▶ Text segment
★ ★ ★ ★
TIB CORPORATION, D/B/A INTERSTATE BUSINESS MANAGEMENT, A FOREIGN CORPORATION, APPELLANT,
v.
JEANETTE B. EDMONDSON, SECRETARY OF STATE OF THE STATE OF OKLAHOMA, APPELLEE.

Appeal from the District Court of Oklahoma County; Homer Smith, Presiding.

¶0 In an appeal from the District Court of Oklahoma County, appellant asserts Laws 1961 P. 198 §§ 1-3 do not empower the Secretary of State of the State of Oklahoma to refuse a tendered trade name report. Trial court denied writ of mandamus to compel the Secretary of State to do so, and this appeal ensued to reverse the denial of that writ.

REVERSED, WRIT ISSUED.

Richard D. Hampton, Oklahoma City, for appellant.

Jan Eric Cartwright, Atty. Gen. of Oklahoma, Stephen F. Shanbour, Asst. Atty. Gen., Oklahoma City, William Brad Heckenkemper, Legal Intern, for appellee.

HARGRAVE, Justice.

[630 P.2d 1297]

¶1 The TIB Corporation, doing business as Interstate Business Management, brought this proceeding in the District Court of Oklahoma, praying for a Writ of Mandamus to compel Jeanette B. Edmondson, Secretary of State of the State of Oklahoma, to accept and file a Trade Name Report as provided by 18 O.S. 1971 § 1.11a . Defendant answered the petition alleging that the appellation "Interstate Business Management" was preempted by a prior reservation of that name for the exclusive use of an Oklahoma corporation, and thus defendant stated she was prohibited by law from permitting plaintiff to file that purported trade name. The matter proceeded to trial and the court ruled that the acceptance of a trade name report was not a ministerial act and it could thus not be compelled through a writ of mandamus.

¶2 A brief statement of the factual background will suffice for the purposes of the determination of this appeal. Interstate had been organized in 1968 as a Texas corporation. Plaintiff TIB Corporation, also a Texas corporation, was combined with Interstate Business Management Corporation in 1973, and Interstate Business Management Corporation was then dissolved. After the merger, TIB continued to use as its trade name Interstate Business Management. On September 28, 1978, Articles of Incorporation were filed by a third corporation in Oklahoma, assuming the name of Interstate Business Management. Plaintiff attempted to file a Trade Name Report on March 14, 1979, and that attempt was refused.

¶3 The statutory authority for report of a trade name is 18 O.S. §§ 1.11a , b , and c , enacted as Laws 1961, p. 198, §§ 1, 2 and 3, to be distinguished from 18 O.S. 1971 §§ 1.11a , 1.11b and 1.11c, enacted as part of the Business Corporation Act, dealing with the corporate name.

The first, 18 O.S. 1971 § 1.11a reads: Report on use of trade name by corporation. A corporation doing business in this State under any name other than that of the corporation shall file a report with the Secretary of State setting forth the trade name under which such business is carried on, a brief description of the kind of business transacted under such name, the address wherein such business is to be carried on, the corporate name and the address of its registered agent in this State.
★ ★ ★ ★
▶ Short problem 1
In the court opinion, on what date did TIB Corporation try to file its Trade Name Report?
▶ Short problem 2
Condense the court opinion's paragraph beginning "A brief statement of the factual background" into a short bulleted list that keeps its main facts.
▶ Short problem 3
Pick up the court opinion on the TIB Corporation trade name dispute after its final sentence and carry it forward.

Dataset entries:
★ ★ ★ ★
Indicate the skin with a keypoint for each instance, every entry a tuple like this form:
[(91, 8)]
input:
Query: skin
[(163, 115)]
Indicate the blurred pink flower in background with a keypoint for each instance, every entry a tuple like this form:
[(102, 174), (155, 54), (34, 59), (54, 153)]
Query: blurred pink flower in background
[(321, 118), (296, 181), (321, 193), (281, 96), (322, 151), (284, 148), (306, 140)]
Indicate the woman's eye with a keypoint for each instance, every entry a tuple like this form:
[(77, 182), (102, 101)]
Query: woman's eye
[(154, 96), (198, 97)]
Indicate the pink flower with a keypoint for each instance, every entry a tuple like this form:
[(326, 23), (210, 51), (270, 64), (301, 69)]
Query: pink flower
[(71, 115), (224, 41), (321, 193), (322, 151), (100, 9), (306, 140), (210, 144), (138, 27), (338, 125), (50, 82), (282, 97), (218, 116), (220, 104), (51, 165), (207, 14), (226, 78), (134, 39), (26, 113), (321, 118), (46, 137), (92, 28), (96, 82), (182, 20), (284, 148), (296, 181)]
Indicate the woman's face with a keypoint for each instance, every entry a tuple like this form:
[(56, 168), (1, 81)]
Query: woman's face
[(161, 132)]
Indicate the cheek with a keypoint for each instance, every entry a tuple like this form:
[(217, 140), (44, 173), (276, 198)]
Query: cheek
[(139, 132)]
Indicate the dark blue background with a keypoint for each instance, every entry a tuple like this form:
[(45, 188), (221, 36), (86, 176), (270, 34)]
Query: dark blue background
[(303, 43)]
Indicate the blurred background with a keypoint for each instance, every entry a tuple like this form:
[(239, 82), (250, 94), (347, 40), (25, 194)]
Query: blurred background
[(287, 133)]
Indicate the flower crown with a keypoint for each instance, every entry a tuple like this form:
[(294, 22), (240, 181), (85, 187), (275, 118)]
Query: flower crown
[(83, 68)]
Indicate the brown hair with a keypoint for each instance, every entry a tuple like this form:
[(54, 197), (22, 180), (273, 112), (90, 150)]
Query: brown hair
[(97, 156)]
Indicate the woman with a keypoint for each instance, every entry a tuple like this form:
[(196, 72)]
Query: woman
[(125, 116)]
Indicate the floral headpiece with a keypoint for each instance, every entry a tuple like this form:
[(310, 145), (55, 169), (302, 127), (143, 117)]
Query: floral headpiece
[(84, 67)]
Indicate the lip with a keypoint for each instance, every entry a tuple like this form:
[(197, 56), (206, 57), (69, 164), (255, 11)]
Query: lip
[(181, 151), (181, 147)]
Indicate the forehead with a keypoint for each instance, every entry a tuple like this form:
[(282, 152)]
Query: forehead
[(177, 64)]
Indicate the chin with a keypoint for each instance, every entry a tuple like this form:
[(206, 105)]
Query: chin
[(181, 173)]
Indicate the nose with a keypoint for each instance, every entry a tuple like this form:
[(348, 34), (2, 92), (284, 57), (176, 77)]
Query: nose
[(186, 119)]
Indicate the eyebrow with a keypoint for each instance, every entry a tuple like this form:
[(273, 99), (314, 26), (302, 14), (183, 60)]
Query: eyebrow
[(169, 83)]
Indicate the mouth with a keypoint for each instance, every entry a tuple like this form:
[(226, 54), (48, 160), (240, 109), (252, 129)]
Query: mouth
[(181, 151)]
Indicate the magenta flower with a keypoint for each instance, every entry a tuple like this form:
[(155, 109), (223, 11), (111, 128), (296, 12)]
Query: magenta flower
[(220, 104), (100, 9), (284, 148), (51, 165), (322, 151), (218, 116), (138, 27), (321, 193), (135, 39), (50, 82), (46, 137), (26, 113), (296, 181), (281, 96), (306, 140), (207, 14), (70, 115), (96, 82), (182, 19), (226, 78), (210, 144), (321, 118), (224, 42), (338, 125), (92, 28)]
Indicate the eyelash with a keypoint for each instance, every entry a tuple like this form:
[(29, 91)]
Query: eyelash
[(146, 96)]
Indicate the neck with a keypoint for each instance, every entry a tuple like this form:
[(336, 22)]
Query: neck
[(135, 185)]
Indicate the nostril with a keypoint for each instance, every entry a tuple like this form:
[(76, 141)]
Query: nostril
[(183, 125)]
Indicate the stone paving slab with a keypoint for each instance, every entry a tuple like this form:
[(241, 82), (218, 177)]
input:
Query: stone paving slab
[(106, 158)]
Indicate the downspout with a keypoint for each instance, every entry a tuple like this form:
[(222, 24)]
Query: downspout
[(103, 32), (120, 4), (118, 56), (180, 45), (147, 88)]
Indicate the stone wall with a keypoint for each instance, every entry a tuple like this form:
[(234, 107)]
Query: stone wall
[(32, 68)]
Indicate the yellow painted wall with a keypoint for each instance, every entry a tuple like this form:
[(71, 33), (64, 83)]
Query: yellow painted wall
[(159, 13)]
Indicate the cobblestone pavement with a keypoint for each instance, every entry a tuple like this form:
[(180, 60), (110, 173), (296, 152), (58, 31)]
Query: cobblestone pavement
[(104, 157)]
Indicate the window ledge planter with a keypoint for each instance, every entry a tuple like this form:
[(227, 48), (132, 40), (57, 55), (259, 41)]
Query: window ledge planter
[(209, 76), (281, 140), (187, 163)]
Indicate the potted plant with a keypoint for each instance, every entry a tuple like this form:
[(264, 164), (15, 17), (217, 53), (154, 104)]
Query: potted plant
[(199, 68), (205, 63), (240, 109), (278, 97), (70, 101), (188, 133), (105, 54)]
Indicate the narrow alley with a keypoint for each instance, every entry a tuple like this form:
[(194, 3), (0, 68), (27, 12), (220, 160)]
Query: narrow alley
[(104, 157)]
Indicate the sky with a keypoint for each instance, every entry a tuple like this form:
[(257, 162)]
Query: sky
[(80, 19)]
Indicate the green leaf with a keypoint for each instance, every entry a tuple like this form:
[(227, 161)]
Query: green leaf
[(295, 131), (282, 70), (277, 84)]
★ ★ ★ ★
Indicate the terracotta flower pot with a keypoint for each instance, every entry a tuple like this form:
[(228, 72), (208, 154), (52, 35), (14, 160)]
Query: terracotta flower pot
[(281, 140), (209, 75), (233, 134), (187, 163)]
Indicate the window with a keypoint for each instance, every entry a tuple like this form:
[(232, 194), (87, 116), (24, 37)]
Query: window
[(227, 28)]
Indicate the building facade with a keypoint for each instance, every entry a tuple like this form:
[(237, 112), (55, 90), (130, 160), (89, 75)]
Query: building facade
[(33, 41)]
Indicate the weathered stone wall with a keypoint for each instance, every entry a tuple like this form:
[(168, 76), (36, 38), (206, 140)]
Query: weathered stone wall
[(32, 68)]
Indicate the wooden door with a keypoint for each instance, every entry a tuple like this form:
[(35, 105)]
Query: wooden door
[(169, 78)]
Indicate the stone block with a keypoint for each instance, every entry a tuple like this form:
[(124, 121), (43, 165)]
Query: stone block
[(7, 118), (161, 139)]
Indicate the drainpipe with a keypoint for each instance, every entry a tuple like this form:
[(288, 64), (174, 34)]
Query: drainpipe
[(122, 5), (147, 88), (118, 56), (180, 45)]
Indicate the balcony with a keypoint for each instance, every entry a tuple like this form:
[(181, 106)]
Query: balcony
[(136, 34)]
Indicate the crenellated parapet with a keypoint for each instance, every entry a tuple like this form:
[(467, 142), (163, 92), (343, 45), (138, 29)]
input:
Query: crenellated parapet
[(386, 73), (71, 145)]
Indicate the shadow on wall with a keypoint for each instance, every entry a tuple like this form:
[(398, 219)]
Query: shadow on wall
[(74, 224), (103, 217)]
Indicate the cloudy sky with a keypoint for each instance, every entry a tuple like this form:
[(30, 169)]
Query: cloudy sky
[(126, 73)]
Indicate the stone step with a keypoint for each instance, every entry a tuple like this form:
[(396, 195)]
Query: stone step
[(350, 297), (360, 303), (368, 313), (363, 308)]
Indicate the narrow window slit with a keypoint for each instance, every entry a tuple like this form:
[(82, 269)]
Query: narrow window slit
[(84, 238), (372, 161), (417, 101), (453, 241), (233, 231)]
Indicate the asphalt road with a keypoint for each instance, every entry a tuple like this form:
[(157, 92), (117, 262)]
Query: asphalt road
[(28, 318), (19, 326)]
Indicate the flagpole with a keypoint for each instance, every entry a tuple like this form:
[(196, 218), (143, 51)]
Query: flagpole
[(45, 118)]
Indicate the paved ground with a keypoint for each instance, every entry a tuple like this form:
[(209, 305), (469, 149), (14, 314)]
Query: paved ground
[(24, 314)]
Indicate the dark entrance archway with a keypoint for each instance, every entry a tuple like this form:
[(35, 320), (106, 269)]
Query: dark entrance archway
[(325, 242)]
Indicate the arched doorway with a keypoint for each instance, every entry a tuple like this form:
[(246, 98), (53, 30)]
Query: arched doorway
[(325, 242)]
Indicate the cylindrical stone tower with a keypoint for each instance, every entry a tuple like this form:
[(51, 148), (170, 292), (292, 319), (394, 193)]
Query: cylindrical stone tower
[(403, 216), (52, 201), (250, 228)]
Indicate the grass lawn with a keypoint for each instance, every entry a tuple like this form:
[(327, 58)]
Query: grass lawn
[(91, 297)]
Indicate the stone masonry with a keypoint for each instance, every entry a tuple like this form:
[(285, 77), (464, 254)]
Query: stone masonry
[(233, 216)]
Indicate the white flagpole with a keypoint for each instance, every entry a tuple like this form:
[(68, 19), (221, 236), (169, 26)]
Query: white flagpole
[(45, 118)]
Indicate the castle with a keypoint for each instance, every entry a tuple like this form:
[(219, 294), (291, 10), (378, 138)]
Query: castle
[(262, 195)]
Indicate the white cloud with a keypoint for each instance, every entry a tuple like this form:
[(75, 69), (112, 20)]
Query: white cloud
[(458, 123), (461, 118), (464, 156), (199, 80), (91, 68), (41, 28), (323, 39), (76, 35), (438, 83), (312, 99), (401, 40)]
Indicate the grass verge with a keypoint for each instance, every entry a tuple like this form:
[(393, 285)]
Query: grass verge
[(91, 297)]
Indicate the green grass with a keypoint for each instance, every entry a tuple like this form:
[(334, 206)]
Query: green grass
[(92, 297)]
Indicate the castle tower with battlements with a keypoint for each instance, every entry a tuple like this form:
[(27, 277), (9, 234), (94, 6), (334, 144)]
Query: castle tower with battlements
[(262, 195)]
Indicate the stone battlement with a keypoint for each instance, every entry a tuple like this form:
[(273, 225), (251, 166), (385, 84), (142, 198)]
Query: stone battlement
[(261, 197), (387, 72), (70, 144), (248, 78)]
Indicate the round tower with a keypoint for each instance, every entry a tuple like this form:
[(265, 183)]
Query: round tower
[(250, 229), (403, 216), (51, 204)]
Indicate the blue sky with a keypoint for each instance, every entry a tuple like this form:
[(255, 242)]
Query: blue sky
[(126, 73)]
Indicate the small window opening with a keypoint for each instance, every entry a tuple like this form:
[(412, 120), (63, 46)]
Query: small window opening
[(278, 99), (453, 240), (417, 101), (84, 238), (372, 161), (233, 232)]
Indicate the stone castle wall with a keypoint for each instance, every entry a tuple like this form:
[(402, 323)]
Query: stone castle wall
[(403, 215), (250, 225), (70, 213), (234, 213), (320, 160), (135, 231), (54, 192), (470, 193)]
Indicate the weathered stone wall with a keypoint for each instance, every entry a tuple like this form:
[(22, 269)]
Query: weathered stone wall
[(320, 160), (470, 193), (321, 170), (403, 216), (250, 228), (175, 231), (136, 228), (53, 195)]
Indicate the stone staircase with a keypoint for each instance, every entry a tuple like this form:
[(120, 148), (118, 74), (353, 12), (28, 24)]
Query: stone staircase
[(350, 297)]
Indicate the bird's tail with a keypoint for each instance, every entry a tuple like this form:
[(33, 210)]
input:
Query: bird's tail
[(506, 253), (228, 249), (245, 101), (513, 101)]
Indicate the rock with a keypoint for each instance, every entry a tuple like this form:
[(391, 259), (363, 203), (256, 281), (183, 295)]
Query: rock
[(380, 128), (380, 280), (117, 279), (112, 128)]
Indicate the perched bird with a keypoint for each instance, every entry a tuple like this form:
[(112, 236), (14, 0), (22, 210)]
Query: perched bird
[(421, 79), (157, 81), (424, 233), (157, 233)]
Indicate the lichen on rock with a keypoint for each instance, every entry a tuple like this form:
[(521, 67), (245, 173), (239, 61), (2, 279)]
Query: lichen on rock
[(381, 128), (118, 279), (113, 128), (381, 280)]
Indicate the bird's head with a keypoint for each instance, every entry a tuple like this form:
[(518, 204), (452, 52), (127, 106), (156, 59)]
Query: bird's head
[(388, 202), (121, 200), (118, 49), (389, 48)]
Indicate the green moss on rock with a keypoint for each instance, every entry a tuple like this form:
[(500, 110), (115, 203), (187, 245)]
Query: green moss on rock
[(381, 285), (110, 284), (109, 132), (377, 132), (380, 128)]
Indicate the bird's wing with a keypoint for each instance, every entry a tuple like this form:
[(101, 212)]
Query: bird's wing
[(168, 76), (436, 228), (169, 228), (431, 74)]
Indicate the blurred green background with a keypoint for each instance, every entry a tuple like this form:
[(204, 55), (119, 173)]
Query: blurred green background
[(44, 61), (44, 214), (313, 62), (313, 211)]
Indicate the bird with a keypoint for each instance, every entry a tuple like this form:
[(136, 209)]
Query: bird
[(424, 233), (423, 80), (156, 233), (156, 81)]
★ ★ ★ ★
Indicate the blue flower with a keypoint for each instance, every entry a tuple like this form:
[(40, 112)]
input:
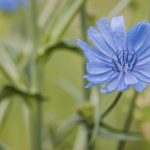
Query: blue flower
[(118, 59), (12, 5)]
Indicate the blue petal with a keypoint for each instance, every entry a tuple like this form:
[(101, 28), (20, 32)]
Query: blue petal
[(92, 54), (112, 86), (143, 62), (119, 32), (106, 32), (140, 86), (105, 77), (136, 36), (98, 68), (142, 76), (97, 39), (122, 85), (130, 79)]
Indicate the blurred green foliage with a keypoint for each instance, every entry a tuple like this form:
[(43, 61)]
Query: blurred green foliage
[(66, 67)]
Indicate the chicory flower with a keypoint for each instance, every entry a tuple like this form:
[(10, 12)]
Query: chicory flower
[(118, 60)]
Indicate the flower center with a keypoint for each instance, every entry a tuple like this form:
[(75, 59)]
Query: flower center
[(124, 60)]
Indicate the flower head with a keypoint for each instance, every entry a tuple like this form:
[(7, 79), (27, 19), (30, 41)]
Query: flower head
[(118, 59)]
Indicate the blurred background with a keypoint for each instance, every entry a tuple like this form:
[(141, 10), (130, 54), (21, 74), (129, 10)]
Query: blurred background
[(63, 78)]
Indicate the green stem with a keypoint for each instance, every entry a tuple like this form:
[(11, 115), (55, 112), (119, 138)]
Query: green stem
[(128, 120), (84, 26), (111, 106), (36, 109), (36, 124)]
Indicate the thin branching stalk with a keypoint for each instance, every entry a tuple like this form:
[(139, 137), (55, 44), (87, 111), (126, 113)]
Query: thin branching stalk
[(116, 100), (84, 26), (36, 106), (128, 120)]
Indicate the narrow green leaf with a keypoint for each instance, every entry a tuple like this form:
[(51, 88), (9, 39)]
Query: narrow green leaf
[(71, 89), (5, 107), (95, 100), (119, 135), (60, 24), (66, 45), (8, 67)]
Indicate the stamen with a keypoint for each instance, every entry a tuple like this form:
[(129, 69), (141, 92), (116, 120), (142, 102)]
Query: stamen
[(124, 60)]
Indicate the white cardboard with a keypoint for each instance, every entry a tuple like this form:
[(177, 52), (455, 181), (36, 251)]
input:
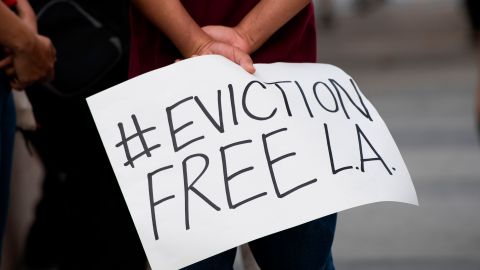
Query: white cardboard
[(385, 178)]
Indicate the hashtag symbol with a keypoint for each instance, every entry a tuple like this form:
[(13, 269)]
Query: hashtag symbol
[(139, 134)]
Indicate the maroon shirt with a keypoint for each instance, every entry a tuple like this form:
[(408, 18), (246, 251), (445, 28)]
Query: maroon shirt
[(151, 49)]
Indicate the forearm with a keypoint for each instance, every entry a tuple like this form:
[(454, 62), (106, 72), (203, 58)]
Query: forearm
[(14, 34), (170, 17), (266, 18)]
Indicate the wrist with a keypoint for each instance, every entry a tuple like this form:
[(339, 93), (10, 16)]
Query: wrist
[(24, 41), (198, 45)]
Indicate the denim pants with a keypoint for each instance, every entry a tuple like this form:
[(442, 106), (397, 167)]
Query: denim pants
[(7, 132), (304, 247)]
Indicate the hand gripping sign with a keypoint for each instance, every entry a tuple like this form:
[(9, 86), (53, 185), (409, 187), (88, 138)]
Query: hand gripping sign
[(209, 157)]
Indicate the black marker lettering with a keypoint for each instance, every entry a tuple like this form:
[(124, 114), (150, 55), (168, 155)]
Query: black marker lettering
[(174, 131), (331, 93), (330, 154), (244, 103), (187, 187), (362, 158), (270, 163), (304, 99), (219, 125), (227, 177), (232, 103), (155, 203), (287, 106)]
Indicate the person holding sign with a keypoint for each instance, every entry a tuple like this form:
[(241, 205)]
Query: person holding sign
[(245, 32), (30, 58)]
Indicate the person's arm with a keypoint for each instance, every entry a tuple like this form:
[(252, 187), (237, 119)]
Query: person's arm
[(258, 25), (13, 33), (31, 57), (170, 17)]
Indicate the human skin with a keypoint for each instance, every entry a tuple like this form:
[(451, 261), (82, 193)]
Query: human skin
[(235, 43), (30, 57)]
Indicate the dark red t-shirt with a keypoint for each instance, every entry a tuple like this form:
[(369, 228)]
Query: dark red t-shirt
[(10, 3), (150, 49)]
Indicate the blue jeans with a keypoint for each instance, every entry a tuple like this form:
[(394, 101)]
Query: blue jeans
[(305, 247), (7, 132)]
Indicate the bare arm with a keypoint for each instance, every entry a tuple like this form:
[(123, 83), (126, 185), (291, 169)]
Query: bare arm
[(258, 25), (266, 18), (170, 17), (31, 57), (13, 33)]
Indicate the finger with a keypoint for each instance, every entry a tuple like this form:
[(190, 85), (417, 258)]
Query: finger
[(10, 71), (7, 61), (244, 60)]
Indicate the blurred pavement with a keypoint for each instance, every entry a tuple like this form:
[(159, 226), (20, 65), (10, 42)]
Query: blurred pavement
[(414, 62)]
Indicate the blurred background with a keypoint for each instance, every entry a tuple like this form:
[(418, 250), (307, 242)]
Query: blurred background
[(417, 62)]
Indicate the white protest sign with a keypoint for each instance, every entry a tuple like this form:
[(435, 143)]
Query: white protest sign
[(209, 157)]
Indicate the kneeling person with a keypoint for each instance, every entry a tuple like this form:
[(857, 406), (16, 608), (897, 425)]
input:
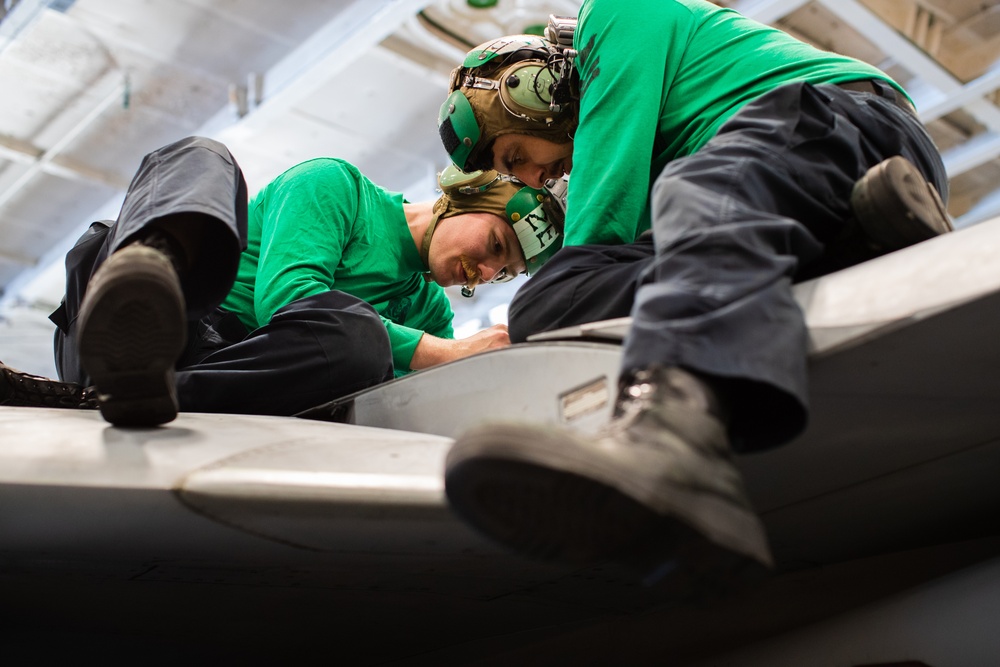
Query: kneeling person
★ ★ ★ ★
▶ Response 1
March 14, 1979.

▶ Response 2
- Interstate was organized in 1968 as a Texas corporation.
- In 1973, TIB Corporation, also a Texas corporation, was combined with Interstate Business Management Corporation, which was then dissolved.
- After the merger, TIB kept using Interstate Business Management as its trade name.
- On September 28, 1978, a third corporation filed Articles of Incorporation in Oklahoma under the name Interstate Business Management.
- TIB's attempt to file a Trade Name Report on March 14, 1979, was refused.

▶ Response 3
¶4 The premise that in statutory construction the word "shall" connotes a mandatory duty is well settled in this state. Thus all corporations not doing business in their corporate name are required to report the fact to the Secretary of State. The next following statute penalizes those entities failing to file a trade name statement by denying access to the courts of this state, and allowing the Attorney General or any other person to enjoin doing business other than in the corporate name until the corporation has filed a report on the use of a trade name.

¶5 The discretionary duty placed on the Secretary of State in relation to filing a trade name is argued by the appellee Attorney General to be encompassed in § 1.11c, Laws 1961, p. 199 § 3, reading as follows:

The name under which any corporation formed or domesticated under this Act does business within this State shall not be the same as or deceptively similar to the name of any other domestic or domesticated corporation previously filed in accordance with this section, unless such other corporation shall give its written consent to the use of such name.

¶6 The last quoted section does not plainly allow the Secretary of State to refuse to accept the report of trade name required by 18 O.S. 1971 § 1.11a , Laws 1961 P. 198 § 1. The indication argued for such authority arises from the first portion of § 1.11c. The statute, however, plainly places upon the Secretary of State judicial authority to rule on the fact question of "deceptively similar," if the Secretary's duties are held to include the duty to reject a similar name. More consonant with traditional boundaries of separation of powers, however, is an [630 P.2d 1298] interpretation of the statute which is declarative of the general case law of trade names, for the purpose of negating any inference that the report of trade name has a significance independent of the ability of the state and its citizens to have access to the true identity of corporations dealing by fictitious names.

¶7 It is only necessary to examine the case of Home Insulation Co. v. Home & Building Insulation Co., 175 Okl. 428, 52 P.2d 1065 (1935), to illustrate the fact that a trade name, by its very nature, is acquired by prior use in trade. We cannot assume that Section 1.11c, Laws 1961 § 3 impliedly created a discretionary duty on the part of the Secretary of State and thus indirectly invalidated the well established body of law relating to trade names and substituted therefor a registration statute in its place.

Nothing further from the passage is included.